And here's some things I'd like to do in 2021:

- Keep coding! I'm entering the new year with a lot of new projects on my plate: plenty of ideas for my Neocities site here, potentially making websites for friends & family, etc...I worry about forgetting the tiny bit of web design I've managed to teach myself, so I hope to keep pushing myself to learn new things. Eventually, I think I'd like to make a short game--maybe in Twine...?

- Get really serious about writing! Idk how many times I've scolded myself on here about needing to write more, but this time I really mean it...!! LOL. I start so many stories but then never see them through to the end. A friend will ask me about a certain story, and how it's coming along: and I've had to confess that I haven't touched it since [insert absurd amount of time ago here]. In 2021, I'd like to finish writing...something. Even if it's just new articles for my site here.

Part of me is always going to be sad about how 2020 played out: I mean, how can you not feel upset, watching humanity basically implode on itself...? (At least here in the US...) I entered this year with so much promise: I had some freelance gigs lined up, I was going to see My Chemical Romance live, attend a few geeky conventions for the first time in years...All fairly minor things I suppose (kind of getting embarrassed at how upset I am over these little things, lmao) but the grief I went through realizing that all of my plans had been dashed was intense.

Safe to say that we all went through some collective trauma in 2020...but, I'm grateful that I was able to still find some happy times throughout the chaos. I spent a lot of time outside, and played a ton of videogames, lmao. Ngl, my teenage-neet-self would be thriving in this environment...but I don't want to become too complacent with doing nothing. I hope this is the year that I actually finish a creative project. That I actually manage to create a form of passive income, like I keep telling people I will.

I hope I manage to create a lot of things. And I hope I learn more about myself. Maybe leave the house a little more: but that's up to the rest of society to decide if that's possible or not...but, no matter what happens, at least I can focus on the things I can control. I'm going to try to work really hard towards goals that will improve my life--one foot in front of the other!

*-*-*

WORK TO BE COMPLETED
From the 2021 goals post above, write out the passage from "Safe to say" up to and including "of the other!", without any changes.

[Referring expression data]
*-*-*

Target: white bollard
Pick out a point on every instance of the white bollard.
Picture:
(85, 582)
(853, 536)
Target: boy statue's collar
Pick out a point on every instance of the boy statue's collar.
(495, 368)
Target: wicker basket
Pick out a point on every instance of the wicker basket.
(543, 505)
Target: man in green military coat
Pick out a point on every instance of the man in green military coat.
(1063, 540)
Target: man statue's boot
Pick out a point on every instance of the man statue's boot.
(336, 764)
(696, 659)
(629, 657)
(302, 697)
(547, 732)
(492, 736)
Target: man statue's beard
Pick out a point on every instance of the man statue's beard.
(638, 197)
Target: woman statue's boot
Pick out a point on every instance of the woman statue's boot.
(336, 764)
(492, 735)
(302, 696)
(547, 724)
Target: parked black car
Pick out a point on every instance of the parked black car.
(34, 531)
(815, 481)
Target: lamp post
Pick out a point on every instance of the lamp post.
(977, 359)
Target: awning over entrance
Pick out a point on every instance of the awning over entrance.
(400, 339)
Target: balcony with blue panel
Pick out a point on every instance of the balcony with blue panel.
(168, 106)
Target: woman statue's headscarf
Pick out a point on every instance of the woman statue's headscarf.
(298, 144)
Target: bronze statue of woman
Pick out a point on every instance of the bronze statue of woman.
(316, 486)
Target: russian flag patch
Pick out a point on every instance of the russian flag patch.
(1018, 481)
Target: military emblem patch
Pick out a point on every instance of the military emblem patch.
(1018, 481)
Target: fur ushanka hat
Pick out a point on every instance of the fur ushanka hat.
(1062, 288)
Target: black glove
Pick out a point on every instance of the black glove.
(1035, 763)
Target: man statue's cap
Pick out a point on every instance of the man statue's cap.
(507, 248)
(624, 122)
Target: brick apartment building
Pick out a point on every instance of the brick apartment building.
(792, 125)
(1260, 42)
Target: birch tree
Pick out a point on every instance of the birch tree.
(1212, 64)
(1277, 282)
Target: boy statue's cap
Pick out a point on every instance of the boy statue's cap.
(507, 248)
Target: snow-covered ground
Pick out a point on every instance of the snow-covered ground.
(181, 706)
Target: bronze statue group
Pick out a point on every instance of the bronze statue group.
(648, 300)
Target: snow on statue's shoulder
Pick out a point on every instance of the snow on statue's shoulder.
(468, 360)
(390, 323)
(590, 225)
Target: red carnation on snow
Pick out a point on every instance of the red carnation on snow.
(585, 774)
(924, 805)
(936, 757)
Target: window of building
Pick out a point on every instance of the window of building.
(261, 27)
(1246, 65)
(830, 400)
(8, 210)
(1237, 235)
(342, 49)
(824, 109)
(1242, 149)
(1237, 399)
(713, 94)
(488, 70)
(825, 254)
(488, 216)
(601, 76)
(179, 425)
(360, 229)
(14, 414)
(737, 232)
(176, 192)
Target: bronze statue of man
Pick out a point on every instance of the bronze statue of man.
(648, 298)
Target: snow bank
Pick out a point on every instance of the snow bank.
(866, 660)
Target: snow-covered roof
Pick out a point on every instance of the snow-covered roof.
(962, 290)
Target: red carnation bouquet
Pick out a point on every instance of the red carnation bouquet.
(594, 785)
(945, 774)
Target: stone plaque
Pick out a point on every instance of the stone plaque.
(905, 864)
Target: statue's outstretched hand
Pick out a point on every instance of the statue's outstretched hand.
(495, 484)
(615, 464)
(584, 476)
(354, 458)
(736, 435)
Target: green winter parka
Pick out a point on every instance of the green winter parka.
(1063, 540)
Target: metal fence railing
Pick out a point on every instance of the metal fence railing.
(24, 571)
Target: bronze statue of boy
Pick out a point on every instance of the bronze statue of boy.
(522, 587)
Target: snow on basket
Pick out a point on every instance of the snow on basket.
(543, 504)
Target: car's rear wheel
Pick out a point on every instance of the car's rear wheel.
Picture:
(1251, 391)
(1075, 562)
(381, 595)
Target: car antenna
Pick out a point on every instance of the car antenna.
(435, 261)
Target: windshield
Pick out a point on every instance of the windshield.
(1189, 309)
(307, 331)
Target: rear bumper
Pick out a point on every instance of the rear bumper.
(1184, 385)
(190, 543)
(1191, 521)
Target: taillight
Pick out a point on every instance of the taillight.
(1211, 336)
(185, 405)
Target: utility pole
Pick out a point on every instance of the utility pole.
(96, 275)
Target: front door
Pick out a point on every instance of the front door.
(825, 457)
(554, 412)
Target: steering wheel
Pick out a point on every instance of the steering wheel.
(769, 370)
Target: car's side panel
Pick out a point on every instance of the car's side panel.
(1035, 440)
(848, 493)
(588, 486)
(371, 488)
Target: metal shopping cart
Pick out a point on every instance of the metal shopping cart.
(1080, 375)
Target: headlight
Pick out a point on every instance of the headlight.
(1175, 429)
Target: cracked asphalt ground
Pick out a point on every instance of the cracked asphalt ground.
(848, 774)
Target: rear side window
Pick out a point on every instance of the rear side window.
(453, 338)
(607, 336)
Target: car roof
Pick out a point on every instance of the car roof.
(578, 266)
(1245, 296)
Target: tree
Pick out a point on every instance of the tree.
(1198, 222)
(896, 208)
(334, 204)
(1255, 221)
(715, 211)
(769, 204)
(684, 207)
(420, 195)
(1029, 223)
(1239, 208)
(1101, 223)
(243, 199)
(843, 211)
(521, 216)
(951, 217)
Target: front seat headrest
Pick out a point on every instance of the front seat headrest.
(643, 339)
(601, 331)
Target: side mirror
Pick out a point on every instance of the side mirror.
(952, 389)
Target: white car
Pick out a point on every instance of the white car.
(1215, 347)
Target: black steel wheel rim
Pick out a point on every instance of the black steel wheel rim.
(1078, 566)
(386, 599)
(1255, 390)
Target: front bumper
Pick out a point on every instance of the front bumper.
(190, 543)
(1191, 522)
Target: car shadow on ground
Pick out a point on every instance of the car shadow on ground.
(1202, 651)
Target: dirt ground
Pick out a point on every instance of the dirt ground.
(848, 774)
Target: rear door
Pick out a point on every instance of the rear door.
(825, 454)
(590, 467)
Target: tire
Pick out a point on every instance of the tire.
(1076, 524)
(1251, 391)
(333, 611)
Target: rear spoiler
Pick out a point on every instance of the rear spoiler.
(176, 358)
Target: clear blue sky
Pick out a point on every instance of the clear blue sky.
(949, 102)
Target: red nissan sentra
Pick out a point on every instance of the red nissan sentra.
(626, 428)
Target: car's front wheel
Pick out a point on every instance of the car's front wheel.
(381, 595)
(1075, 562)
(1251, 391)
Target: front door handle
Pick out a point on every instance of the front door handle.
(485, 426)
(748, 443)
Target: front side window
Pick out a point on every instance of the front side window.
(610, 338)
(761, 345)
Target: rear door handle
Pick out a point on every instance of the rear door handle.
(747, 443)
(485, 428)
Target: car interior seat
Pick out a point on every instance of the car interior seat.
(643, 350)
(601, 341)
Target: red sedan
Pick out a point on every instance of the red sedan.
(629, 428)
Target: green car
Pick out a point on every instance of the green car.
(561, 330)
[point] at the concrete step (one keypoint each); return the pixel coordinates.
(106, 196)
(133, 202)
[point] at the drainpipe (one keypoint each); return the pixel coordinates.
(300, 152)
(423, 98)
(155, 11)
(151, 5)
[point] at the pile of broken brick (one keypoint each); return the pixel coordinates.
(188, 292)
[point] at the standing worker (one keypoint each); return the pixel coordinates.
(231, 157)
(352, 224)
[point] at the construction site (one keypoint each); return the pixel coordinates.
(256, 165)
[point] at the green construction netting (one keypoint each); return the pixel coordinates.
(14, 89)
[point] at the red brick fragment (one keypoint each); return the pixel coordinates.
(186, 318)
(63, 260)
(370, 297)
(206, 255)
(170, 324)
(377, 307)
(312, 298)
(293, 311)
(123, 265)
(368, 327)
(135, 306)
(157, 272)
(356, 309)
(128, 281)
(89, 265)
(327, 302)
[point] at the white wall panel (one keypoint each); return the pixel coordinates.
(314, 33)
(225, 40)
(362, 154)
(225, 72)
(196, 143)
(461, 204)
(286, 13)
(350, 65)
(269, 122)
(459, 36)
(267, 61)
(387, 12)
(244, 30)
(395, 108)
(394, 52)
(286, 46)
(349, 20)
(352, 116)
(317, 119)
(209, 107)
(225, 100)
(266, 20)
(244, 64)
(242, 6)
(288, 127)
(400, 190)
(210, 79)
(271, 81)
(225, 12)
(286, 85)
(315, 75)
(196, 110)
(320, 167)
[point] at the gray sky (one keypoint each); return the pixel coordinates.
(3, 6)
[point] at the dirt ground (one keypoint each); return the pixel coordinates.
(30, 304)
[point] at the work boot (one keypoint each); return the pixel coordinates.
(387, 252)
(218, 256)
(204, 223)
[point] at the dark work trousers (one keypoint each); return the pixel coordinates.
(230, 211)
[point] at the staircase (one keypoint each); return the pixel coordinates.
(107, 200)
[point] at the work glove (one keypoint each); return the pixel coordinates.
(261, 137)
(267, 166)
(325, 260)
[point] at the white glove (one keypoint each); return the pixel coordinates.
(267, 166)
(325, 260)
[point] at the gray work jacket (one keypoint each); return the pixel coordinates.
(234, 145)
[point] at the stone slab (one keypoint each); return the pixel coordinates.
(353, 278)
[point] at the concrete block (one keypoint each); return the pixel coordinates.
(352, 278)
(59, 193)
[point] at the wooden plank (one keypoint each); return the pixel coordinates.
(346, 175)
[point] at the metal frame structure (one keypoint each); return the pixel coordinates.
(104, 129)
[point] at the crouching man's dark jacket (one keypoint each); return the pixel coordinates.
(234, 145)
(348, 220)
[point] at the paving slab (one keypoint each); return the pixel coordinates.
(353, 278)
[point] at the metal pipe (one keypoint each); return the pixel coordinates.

*-*-*

SOLUTION
Safe to say that we all went through some collective trauma in 2020...but, I'm grateful that I was able to still find some happy times throughout the chaos. I spent a lot of time outside, and played a ton of videogames, lmao. Ngl, my teenage-neet-self would be thriving in this environment...but I don't want to become too complacent with doing nothing. I hope this is the year that I actually finish a creative project. That I actually manage to create a form of passive income, like I keep telling people I will.

I hope I manage to create a lot of things. And I hope I learn more about myself. Maybe leave the house a little more: but that's up to the rest of society to decide if that's possible or not...but, no matter what happens, at least I can focus on the things I can control. I'm going to try to work really hard towards goals that will improve my life--one foot in front of the other!